**REQUIREMENTS**
Express the lines below as a JSON list of strings, one string for each line, with blank lines left out. Omit the pictures.

**DATA PROVIDED**
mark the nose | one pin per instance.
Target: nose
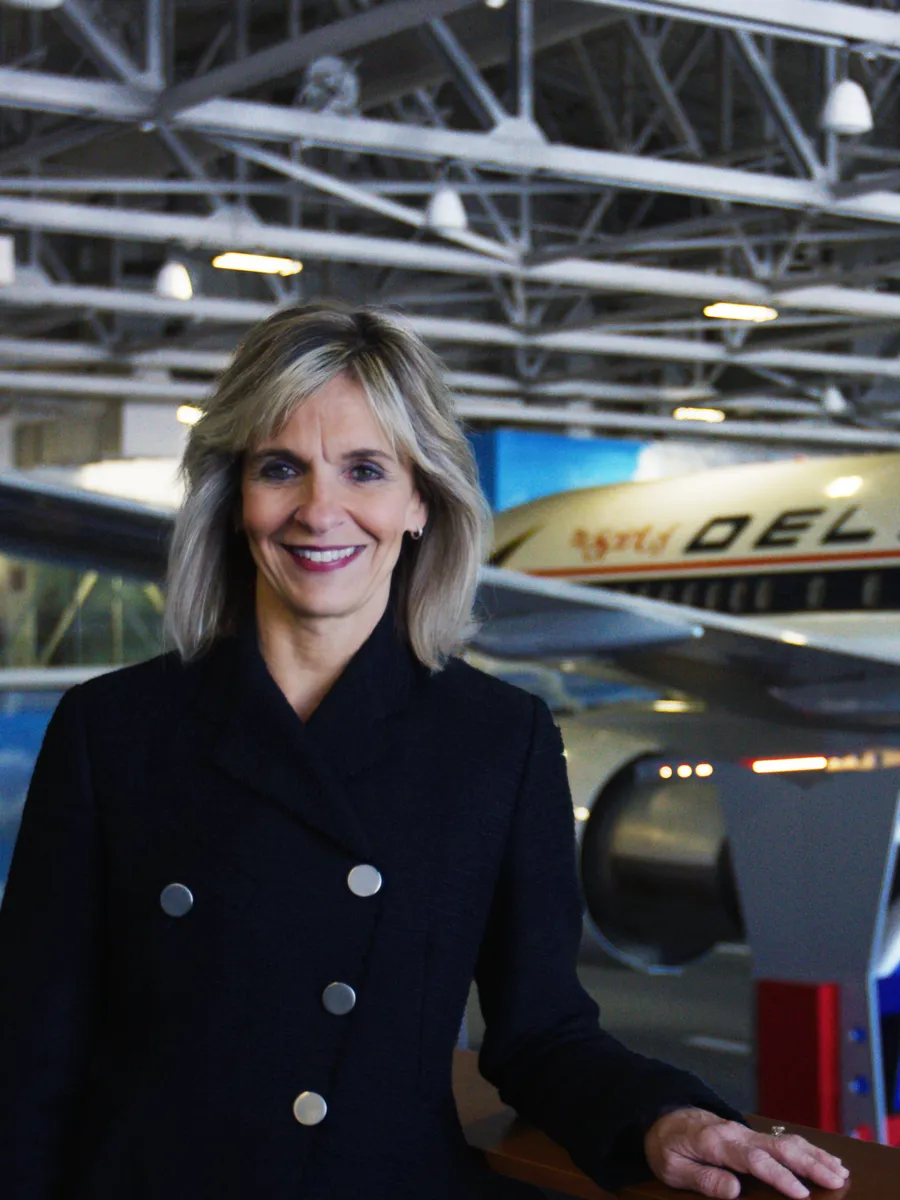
(317, 504)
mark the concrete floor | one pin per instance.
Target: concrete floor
(665, 1015)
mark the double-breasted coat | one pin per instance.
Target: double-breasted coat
(203, 996)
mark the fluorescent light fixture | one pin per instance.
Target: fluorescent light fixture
(775, 766)
(173, 281)
(711, 415)
(726, 311)
(263, 264)
(847, 485)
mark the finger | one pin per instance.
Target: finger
(708, 1181)
(813, 1164)
(763, 1167)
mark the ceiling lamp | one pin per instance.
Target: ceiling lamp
(711, 415)
(834, 402)
(445, 210)
(846, 111)
(173, 281)
(263, 264)
(754, 312)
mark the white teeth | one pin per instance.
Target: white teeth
(323, 556)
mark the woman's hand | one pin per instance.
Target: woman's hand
(697, 1151)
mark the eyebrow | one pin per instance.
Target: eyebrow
(283, 453)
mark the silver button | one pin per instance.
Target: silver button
(364, 880)
(177, 900)
(339, 999)
(310, 1108)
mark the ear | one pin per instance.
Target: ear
(418, 511)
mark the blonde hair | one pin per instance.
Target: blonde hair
(282, 363)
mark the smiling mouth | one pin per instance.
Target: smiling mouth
(313, 557)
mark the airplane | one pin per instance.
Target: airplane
(755, 615)
(769, 592)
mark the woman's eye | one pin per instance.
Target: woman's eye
(364, 472)
(276, 469)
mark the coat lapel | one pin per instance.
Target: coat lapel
(359, 720)
(259, 741)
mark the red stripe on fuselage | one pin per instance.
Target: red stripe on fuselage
(714, 564)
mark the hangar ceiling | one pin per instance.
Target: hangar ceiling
(622, 165)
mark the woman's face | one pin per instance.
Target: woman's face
(325, 504)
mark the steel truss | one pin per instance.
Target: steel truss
(623, 150)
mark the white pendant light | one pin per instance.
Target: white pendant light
(173, 281)
(847, 111)
(34, 5)
(445, 210)
(834, 402)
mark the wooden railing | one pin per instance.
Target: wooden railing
(514, 1149)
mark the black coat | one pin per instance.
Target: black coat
(148, 1056)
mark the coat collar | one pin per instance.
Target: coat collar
(263, 744)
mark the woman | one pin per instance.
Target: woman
(256, 876)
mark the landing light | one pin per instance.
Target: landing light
(847, 485)
(713, 415)
(793, 639)
(774, 766)
(754, 312)
(264, 264)
(671, 706)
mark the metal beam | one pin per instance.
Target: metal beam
(797, 433)
(96, 41)
(648, 53)
(70, 137)
(360, 197)
(234, 231)
(486, 408)
(467, 77)
(811, 21)
(459, 331)
(47, 383)
(252, 120)
(288, 57)
(774, 97)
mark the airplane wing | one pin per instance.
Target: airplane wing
(736, 664)
(82, 529)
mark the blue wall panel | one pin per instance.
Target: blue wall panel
(516, 467)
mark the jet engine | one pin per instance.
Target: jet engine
(655, 868)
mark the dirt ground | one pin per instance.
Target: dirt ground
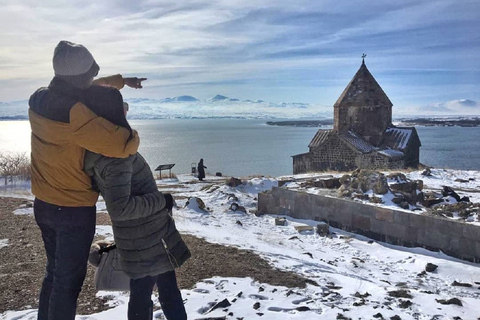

**EXERCISE SOLUTION**
[
  "mark the nose | one pin per instance.",
  "Target: nose",
  "(317, 504)",
  "mark the concrete floor | one pin per instance.",
  "Target: concrete floor",
  "(665, 1015)",
  "mark the double-breasted coat | one pin per instance.",
  "Target: double-breasted coat",
  "(203, 996)",
  "mark the fluorescent light fixture | one pin per instance.",
  "Target: fluorescent light fixture",
  "(775, 766)",
  "(173, 281)",
  "(711, 415)",
  "(726, 311)",
  "(263, 264)",
  "(847, 485)",
  "mark the finger | one pin per instance.",
  "Target: finger",
  "(708, 1181)",
  "(813, 1164)",
  "(763, 1167)",
  "mark the ceiling lamp | one pin per instance.",
  "Target: ceiling lamp",
  "(711, 415)",
  "(834, 402)",
  "(445, 210)",
  "(846, 111)",
  "(173, 281)",
  "(263, 264)",
  "(754, 312)",
  "mark the white teeth | one pin per instance.",
  "Target: white teeth",
  "(323, 556)",
  "mark the woman's hand | one pin per instance.",
  "Target: woman's hand",
  "(697, 1151)",
  "mark the eyebrow | one pin per instance.",
  "Target: eyebrow",
  "(283, 453)",
  "mark the silver button | one pin per instance.",
  "Target: silver button",
  "(364, 880)",
  "(177, 900)",
  "(339, 999)",
  "(310, 1108)",
  "mark the ear | one pin per instance.",
  "Target: ear",
  "(418, 511)",
  "mark the blonde hair | one pin per instance.",
  "Target: blonde hair",
  "(282, 363)",
  "mark the smiling mouth | one pin per instance.",
  "Target: smiling mouth",
  "(313, 557)",
  "mark the airplane | one pin per instance.",
  "Target: airplane",
  "(755, 615)",
  "(769, 592)",
  "mark the woman's eye | one pin per instance.",
  "Target: woman's eye",
  "(364, 472)",
  "(276, 469)",
  "mark the coat lapel | one pin per instance.",
  "Target: coat lapel",
  "(359, 720)",
  "(259, 741)",
  "mark the red stripe on fuselage | one pin per instance.",
  "Target: red stripe on fuselage",
  "(714, 564)",
  "mark the hangar ceiling | one pin per instance.",
  "Target: hangar ceiling",
  "(622, 165)",
  "mark the woman's face | one pin per instance.",
  "Target: woman's face",
  "(325, 504)",
  "mark the steel truss | one pin per instance.",
  "Target: steel truss",
  "(623, 150)",
  "mark the white pendant light | one pin per instance.",
  "Target: white pendant light",
  "(173, 281)",
  "(847, 111)",
  "(34, 5)",
  "(445, 210)",
  "(834, 402)",
  "mark the wooden railing | one pin per instance.",
  "Target: wooden railing",
  "(514, 1149)",
  "mark the black coat | one pin per instance.",
  "Target: black coat",
  "(148, 1056)",
  "mark the coat collar | one pin per instance.",
  "Target: coat collar",
  "(263, 744)",
  "mark the woman | one pin per instance.",
  "Target: woman",
  "(256, 876)",
  "mark the landing light | one pin per instance.",
  "Target: landing light",
  "(847, 485)",
  "(713, 415)",
  "(793, 639)",
  "(774, 766)",
  "(754, 312)",
  "(264, 264)",
  "(671, 706)",
  "mark the metal beam | one pin per instance.",
  "Target: metal beam",
  "(797, 433)",
  "(96, 41)",
  "(648, 53)",
  "(70, 137)",
  "(360, 197)",
  "(234, 231)",
  "(486, 408)",
  "(467, 77)",
  "(811, 21)",
  "(459, 331)",
  "(47, 383)",
  "(252, 120)",
  "(288, 57)",
  "(774, 97)",
  "mark the airplane wing | one pin per instance.",
  "Target: airplane wing",
  "(736, 664)",
  "(82, 529)",
  "mark the blue wall panel | one pin per instance.",
  "Target: blue wall panel",
  "(516, 467)",
  "mark the jet engine | one pin per instance.",
  "Target: jet engine",
  "(655, 868)",
  "mark the dirt ground | one pin per instance.",
  "Target: dirt ground"
]